Reproduce as a numbered list every line from the start of the records through the line containing "pixel 375 734", both ends included. Skip blank lines and leave the pictures out.

§ **THE INPUT**
-- Start --

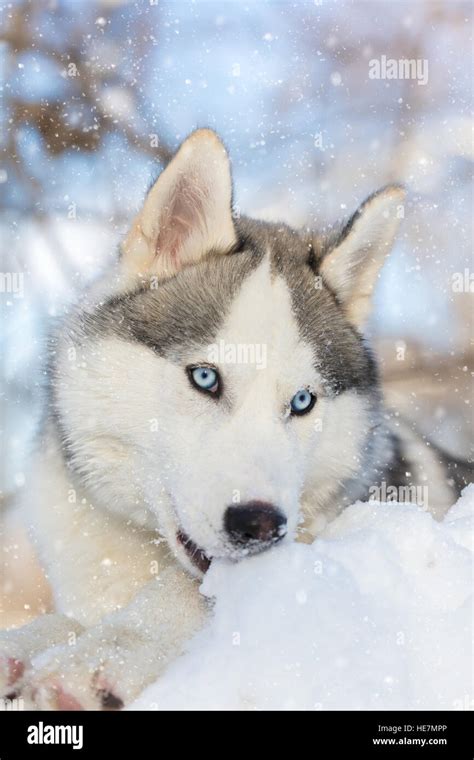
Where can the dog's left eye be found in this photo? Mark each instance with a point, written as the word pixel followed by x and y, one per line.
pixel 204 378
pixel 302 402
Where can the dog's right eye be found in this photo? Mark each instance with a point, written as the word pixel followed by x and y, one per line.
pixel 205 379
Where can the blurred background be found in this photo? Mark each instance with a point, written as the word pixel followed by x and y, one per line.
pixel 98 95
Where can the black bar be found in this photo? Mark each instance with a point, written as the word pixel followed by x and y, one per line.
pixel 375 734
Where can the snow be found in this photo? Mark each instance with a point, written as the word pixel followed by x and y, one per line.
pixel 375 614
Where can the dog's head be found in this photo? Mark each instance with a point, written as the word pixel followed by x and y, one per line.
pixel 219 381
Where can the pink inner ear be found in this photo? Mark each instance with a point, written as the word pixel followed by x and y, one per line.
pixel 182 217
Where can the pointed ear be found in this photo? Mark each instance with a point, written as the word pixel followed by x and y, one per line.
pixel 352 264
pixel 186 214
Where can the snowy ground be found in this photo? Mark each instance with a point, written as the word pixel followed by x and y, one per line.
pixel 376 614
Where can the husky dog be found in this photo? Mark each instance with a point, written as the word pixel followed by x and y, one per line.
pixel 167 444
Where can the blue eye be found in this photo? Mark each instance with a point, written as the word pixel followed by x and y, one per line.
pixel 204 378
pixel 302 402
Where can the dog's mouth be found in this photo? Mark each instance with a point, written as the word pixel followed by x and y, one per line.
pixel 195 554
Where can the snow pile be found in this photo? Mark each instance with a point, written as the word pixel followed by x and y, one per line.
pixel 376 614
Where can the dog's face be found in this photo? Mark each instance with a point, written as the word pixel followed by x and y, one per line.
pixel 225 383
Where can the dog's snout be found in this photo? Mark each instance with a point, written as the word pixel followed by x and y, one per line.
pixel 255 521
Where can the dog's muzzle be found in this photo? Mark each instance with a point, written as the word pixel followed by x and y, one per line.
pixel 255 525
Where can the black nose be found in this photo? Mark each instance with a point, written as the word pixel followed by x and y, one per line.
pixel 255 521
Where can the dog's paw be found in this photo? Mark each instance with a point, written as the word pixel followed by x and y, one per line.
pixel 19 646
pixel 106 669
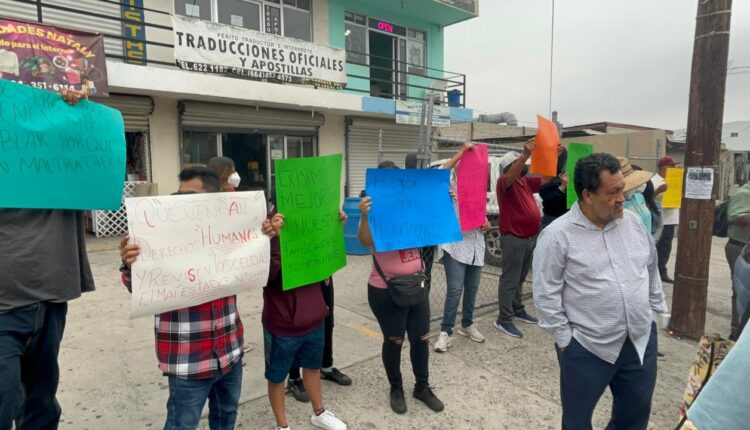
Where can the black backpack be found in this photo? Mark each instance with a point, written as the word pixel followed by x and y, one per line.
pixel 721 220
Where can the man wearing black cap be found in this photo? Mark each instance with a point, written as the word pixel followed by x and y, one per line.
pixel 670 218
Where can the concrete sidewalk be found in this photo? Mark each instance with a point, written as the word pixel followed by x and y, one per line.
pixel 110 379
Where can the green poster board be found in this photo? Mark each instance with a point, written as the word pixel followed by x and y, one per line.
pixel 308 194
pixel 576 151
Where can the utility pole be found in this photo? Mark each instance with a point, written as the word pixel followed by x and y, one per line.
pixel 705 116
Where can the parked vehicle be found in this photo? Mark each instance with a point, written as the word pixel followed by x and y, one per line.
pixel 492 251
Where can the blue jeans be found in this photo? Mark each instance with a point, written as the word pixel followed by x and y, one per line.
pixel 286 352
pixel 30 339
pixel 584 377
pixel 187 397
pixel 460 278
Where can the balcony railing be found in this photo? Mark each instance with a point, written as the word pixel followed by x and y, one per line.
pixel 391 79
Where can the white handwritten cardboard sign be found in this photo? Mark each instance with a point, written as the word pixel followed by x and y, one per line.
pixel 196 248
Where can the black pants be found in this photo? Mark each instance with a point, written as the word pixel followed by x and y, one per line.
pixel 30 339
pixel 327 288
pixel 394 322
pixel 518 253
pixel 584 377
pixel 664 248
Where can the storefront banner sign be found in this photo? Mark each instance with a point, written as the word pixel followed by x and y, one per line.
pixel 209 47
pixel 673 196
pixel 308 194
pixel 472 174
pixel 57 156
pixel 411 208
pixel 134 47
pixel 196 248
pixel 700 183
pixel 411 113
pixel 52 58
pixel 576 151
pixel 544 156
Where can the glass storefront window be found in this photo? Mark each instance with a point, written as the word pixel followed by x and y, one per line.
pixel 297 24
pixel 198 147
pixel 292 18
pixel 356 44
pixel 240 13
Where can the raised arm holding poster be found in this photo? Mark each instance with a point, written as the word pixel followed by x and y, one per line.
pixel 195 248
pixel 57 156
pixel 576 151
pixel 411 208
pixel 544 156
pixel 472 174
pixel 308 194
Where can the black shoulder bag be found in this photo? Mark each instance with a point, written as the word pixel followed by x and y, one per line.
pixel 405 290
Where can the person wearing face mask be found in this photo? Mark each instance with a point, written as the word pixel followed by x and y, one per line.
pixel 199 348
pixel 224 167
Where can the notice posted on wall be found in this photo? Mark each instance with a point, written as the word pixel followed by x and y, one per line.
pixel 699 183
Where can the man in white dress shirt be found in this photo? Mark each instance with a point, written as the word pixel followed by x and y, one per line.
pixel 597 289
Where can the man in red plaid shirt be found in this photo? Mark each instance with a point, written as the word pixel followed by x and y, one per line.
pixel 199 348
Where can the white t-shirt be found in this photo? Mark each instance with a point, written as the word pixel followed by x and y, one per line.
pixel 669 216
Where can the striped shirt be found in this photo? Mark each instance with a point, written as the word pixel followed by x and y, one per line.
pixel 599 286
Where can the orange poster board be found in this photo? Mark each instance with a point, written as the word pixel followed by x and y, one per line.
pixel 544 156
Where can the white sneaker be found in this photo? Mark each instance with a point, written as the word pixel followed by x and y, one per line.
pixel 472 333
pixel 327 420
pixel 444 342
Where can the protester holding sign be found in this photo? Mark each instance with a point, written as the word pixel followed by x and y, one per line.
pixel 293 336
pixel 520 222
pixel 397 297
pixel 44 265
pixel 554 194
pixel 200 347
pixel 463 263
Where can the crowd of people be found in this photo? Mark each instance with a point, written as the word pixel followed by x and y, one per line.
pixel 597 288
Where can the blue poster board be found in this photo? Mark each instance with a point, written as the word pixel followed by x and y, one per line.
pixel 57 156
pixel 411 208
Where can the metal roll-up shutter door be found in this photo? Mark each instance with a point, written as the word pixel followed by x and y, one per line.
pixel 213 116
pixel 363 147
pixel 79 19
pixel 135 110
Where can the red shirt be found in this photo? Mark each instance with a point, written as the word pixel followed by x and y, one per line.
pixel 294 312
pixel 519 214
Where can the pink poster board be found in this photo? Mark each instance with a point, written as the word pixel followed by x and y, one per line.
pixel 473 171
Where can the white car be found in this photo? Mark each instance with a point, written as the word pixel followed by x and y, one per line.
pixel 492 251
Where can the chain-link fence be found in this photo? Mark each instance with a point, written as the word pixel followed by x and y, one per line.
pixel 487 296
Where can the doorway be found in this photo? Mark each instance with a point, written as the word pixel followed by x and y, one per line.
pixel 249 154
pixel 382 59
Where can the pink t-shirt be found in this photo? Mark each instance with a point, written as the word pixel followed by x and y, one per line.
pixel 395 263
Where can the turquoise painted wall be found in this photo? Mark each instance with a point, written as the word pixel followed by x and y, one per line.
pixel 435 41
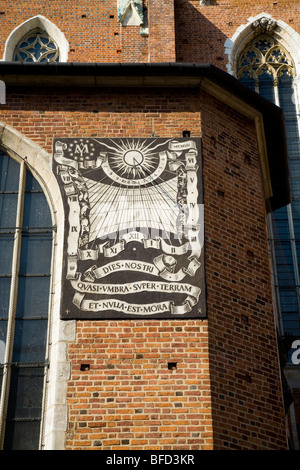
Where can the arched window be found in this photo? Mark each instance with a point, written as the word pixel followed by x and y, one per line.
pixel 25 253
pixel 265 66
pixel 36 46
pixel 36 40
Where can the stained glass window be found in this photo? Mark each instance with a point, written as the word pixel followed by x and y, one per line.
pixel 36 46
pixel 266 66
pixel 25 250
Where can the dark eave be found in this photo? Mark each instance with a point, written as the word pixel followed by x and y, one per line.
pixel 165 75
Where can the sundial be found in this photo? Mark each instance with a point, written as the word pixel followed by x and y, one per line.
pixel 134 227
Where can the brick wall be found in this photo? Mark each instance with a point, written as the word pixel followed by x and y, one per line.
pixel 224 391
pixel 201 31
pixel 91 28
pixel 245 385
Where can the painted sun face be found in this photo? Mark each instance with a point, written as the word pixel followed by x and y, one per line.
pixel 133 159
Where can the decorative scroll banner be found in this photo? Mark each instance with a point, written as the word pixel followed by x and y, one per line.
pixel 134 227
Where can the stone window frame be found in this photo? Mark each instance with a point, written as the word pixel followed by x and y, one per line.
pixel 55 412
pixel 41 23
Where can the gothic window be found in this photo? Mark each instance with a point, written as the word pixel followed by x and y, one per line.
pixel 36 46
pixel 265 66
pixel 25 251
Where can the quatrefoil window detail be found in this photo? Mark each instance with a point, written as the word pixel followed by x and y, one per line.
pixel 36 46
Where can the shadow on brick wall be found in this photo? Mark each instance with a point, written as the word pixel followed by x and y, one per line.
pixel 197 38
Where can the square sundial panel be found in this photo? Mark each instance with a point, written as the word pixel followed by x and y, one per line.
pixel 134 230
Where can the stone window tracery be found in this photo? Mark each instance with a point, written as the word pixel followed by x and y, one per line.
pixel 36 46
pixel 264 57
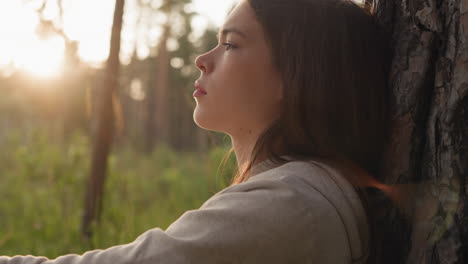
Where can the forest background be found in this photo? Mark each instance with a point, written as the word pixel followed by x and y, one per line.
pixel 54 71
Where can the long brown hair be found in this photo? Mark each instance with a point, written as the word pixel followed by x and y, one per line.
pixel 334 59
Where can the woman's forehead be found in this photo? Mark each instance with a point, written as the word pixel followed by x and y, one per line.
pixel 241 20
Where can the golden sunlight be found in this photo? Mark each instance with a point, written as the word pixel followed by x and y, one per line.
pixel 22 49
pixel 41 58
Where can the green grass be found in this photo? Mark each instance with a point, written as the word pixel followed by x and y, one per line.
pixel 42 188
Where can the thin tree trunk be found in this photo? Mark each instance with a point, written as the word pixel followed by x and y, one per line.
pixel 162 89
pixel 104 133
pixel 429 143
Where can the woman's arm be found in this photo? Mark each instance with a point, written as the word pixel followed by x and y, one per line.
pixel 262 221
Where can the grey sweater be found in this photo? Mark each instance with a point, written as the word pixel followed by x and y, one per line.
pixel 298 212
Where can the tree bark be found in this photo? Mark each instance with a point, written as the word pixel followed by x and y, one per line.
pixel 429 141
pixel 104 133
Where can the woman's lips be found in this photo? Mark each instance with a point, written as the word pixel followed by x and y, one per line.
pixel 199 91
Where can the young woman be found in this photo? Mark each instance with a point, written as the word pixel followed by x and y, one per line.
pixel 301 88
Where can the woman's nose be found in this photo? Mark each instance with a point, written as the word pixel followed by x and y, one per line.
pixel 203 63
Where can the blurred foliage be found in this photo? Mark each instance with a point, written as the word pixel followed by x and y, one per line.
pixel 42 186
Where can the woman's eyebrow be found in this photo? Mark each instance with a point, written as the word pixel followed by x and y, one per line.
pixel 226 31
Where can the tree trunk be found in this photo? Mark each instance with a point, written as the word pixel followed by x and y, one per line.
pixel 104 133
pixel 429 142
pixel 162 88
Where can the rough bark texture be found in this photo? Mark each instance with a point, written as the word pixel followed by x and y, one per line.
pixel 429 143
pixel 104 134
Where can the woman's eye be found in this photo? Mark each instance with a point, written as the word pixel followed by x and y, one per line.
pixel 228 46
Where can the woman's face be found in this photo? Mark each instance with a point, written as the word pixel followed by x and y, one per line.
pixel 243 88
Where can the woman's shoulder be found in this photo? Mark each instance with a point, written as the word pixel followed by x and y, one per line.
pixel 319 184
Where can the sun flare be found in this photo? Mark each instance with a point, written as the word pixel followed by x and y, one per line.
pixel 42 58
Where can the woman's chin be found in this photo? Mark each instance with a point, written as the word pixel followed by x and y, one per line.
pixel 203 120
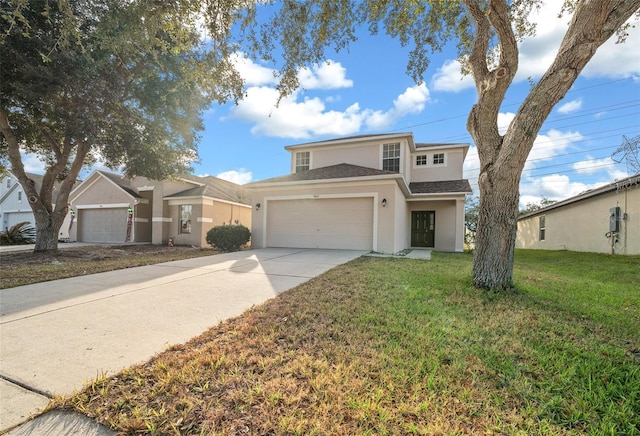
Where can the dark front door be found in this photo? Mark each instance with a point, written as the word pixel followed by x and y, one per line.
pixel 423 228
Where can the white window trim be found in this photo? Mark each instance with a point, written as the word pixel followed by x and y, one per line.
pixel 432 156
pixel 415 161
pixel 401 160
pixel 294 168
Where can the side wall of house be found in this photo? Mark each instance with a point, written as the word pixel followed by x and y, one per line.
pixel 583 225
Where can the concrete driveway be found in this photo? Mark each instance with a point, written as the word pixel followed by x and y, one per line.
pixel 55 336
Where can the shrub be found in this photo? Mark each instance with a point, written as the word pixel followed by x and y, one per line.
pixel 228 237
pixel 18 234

-- End --

§ **EXERCISE ANSWER**
1. Where can the dog's left eye be found in this photo? Mark each instance with a point, written as the word pixel followed by x and y, one per line.
2. pixel 204 378
3. pixel 302 402
4. Where can the dog's right eye be found in this photo? Mark each instance with a point, written as the word pixel followed by x and y, one per line.
5. pixel 205 379
6. Where can the blurred background be found in this photo? Mark each instance with a point, written as the word pixel followed by x and y, one per line.
7. pixel 98 95
8. Where can the black bar be found in this photo? Mark each instance with a point, written as the word pixel followed by x and y, one per line.
9. pixel 375 734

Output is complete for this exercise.